Print all the records below exactly as they stand, but leave out the pictures.

Region pointing data ▸
━━━

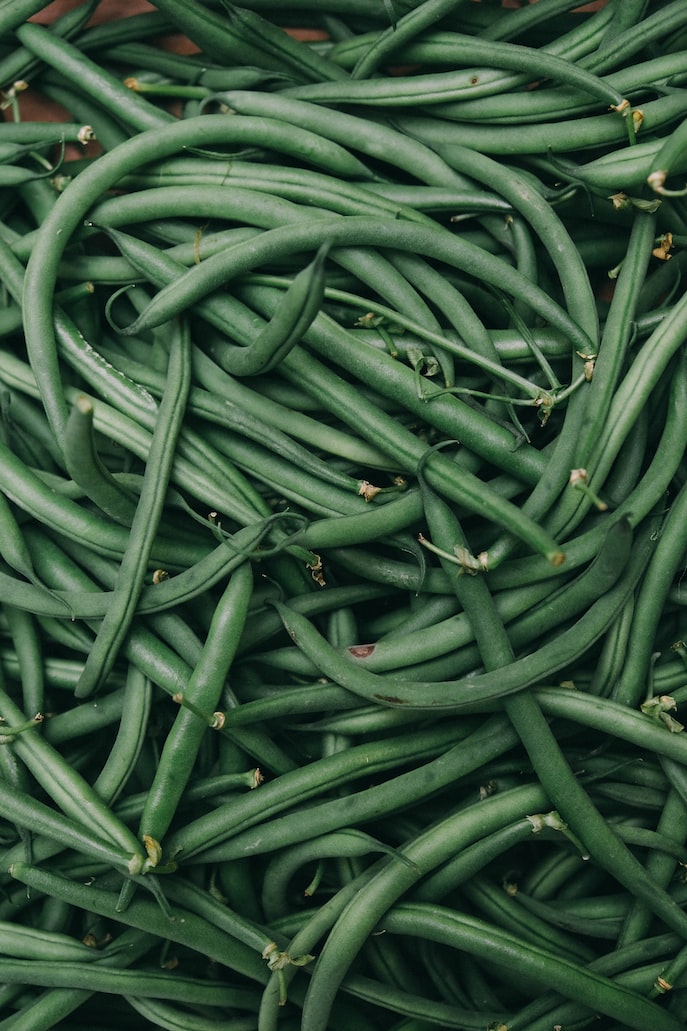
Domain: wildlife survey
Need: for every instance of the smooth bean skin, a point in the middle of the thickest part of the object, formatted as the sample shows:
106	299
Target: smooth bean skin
203	691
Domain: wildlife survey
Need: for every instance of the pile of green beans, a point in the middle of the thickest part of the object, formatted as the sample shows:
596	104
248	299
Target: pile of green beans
344	418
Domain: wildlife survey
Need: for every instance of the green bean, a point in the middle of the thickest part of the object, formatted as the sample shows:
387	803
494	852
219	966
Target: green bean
187	929
143	528
202	694
71	63
523	20
378	141
544	104
240	39
641	378
431	88
442	48
160	1013
130	736
69	209
435	128
650	603
596	992
87	469
613	347
12	13
660	865
409	26
29	813
425	852
158	984
658	25
531	926
67	788
211	833
242	325
478	689
671	156
20	64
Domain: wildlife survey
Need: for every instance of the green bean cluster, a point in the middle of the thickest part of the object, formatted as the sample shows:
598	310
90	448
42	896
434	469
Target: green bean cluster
344	413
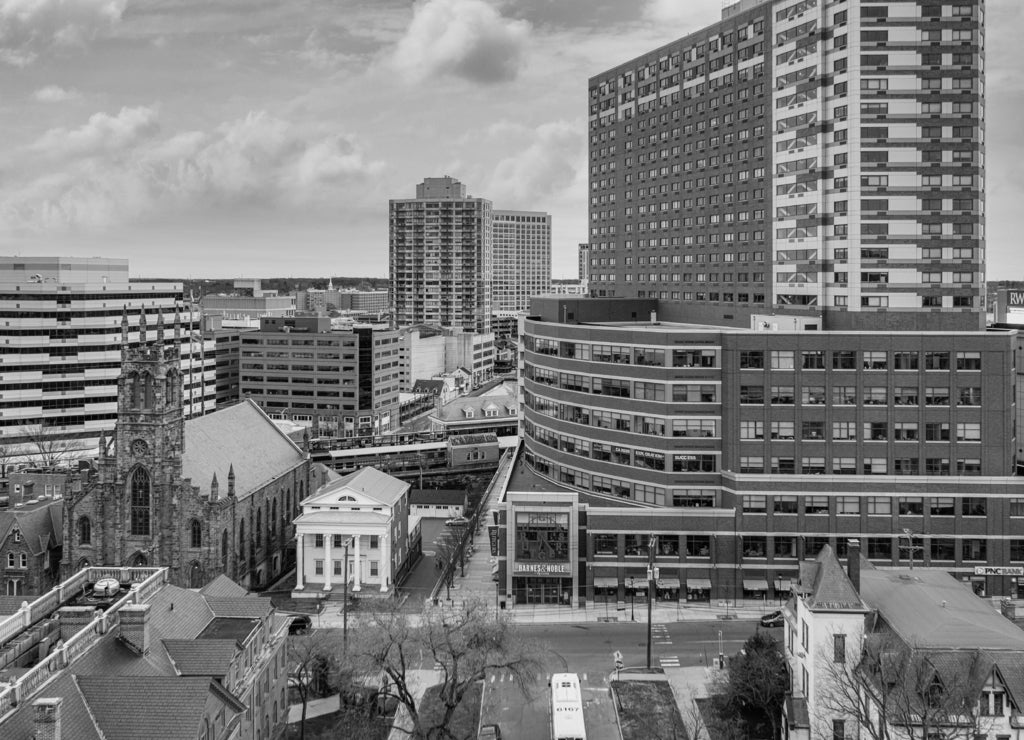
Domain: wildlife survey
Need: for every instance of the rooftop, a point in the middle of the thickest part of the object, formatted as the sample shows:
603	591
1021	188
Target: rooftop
931	609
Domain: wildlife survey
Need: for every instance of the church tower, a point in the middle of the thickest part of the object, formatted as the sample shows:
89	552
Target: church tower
142	476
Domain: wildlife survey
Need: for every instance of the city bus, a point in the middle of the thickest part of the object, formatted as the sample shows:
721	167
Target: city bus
566	708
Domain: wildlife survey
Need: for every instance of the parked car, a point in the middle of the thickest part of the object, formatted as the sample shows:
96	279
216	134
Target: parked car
300	624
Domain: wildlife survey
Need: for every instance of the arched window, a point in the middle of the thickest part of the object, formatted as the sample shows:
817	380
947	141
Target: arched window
134	391
84	530
139	505
148	400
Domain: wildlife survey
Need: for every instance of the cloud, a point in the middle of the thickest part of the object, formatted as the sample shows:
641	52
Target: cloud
544	163
29	28
101	134
54	93
462	38
116	170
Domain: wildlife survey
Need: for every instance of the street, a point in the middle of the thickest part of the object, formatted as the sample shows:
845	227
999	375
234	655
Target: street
587	650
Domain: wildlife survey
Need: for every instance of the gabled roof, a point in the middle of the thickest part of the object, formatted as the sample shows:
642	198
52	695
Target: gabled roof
202	657
40	524
222	586
239	437
826	586
154	707
364	483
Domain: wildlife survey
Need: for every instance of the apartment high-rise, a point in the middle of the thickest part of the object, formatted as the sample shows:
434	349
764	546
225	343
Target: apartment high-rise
440	257
820	161
521	258
61	349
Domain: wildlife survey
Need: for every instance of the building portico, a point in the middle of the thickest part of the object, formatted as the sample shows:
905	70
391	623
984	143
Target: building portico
353	527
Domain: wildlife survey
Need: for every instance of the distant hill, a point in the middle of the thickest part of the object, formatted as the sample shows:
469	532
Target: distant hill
284	286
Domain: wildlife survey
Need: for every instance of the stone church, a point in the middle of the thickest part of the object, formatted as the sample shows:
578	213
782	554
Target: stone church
202	496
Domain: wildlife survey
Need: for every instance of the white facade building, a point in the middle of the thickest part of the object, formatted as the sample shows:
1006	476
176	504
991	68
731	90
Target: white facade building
60	353
363	517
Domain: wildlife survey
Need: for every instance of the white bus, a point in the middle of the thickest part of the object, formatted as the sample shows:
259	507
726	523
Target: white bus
566	708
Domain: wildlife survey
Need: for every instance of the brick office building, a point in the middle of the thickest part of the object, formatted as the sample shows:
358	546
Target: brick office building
202	497
766	445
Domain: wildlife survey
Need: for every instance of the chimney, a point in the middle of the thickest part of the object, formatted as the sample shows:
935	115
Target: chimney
135	626
46	719
853	562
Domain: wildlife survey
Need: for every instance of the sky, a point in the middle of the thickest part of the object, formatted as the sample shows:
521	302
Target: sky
249	138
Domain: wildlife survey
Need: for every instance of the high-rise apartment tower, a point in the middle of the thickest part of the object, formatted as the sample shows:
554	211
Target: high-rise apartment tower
440	257
521	258
820	161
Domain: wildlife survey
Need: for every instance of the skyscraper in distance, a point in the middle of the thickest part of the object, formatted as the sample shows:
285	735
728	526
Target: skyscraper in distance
521	258
440	257
819	161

━━━

Solution below ▸
Domain: wildlife survey
Need: for every instance of the smooth bean skin, a point in the middle of the thickest part of the object, formatted as the sample shows:
106	299
Target: smooth bean skin
203	691
Domain: wildlife survey
Need: for every instance of the pile of green beans, a point in the middle of the thickest part of the object, formatted as the sample shows:
596	104
248	299
Target: pile of green beans
344	418
Domain: wildlife survey
Need: for every instance of the green bean, a point in the middle of the thickest part of the object, formatted as the sample shows:
387	803
494	852
219	966
Target: green bean
187	929
143	528
202	694
71	63
523	20
378	141
544	104
240	39
641	378
431	88
442	48
160	1013
130	736
69	209
435	128
650	603
596	992
87	469
613	347
12	13
660	865
409	26
29	813
425	852
158	984
658	25
531	926
67	788
211	833
242	325
478	689
671	156
20	64
Domain: wildlife survey
Need: for every instance of the green bean cluster, a point in the middle of the thickest part of the object, formatted as the sample shows:
598	310
90	448
42	896
434	469
Target: green bean cluster
344	413
Domain: wildlife survey
Need: for every instance of the rooftop, a point in the middle of the thickest part of the object, formatted as the sample shows:
603	591
1021	188
Target: rooftop
931	609
Domain: wildlife survey
Need: for every instance of the church tower, a point in the middle of the thickest part of the object, formatted as the sample shows:
89	552
Target: church tower
142	476
Domain: wildlife survey
Need: for every instance of the city bus, a point in the middle of the thickest part of the object, formatted as the sample shows:
721	167
Target: city bus
566	708
Domain: wildlife survey
Need: for every instance of the parked car, a point in the middle of the thickest part of the object, formatted as the sample shows:
96	279
216	134
Target: parked car
300	624
Domain: wildlife survey
Need: for every instance of the arched window, a point in the middle of the thickest part of the object, formatted as the sample shows:
817	380
947	141
Target: arched window
134	391
84	530
139	505
148	400
Domain: wildlife survey
Need: for every instance of the cloud, a point in the middle of the thickest part of the object, formatted as the sample shows:
641	52
Target: cloud
544	163
29	28
101	134
54	93
462	38
116	170
Domain: wildlife survey
Need: for every instance of the street, a point in the middle of the thickest part of the object, formatted as the sample shows:
845	227
999	375
234	655
Target: street
587	650
Domain: wildlife survey
Need: for every instance of the gabled roof, a point in the middle of the thickest part of the object, formatted as the sample shows:
642	198
52	695
Target: gabled roof
202	657
40	524
222	586
239	437
826	586
154	707
364	483
Domain: wildlife survey
Need: for every instance of the apartment high-rise, a point in the middle of the thickest part of the object, formatted as the sample shows:
434	349
764	546
225	343
Target: apartment high-rise
440	257
820	161
521	258
61	349
Domain: wildlife survey
Need: for every instance of the building portico, a point in the middle of the thickest part of the object, formatted as the sample shows:
905	70
391	623
984	143
Target: building portico
353	527
Domain: wildlife survey
Need: for every instance of the distant hill, a point in the middle of the thickest part of the object, formatted as the sample shows:
469	532
Target: distant hill
284	286
Domain: wildlife survey
Need: for every instance of the stone church, a point in the middle of the thickest part of the object, formatted as the sample shows:
578	213
782	554
Target: stone church
202	496
Domain: wildlife survey
Need: for every instance of the white facade building, a point in the middle of the thickest part of the object, formatted as the sample shows:
1006	476
176	504
991	68
731	90
Target: white facade building
60	353
363	517
Domain: wildlife survey
Need: for every instance of the white bus, a point in the middle of the thickest part of the object, formatted as the sample shows:
259	507
726	523
Target: white bus
566	708
Domain: wildlife survey
Need: for every instance of the brick office building, a point in the middle of the thickest part of the object, formatted as the sample shows:
358	546
Target: brick office building
202	497
766	445
Domain: wildlife survey
Need: for every instance of the chimney, a point in the middle of the thickest part of the object, formatted as the sample shows:
935	115
Target: chimney
135	626
46	719
853	562
Domain: wildlife survey
Need: for every instance of the sky, a point in the middle of the thickest part of the object, formatted as the sample shows:
521	302
Target: sky
249	138
Domain: wildlife survey
Need: for every instance of the high-rise apartment tower, a point in the middle of the thickest part of the object, formatted as the sample shows:
554	211
Target: high-rise apartment tower
440	257
521	258
820	161
Domain: wildlife survey
Need: for every instance of the skyscraper in distance, a point in the middle of the thickest part of the object, formatted as the sample shows:
285	735
728	526
Target: skyscraper in distance
521	258
440	257
819	161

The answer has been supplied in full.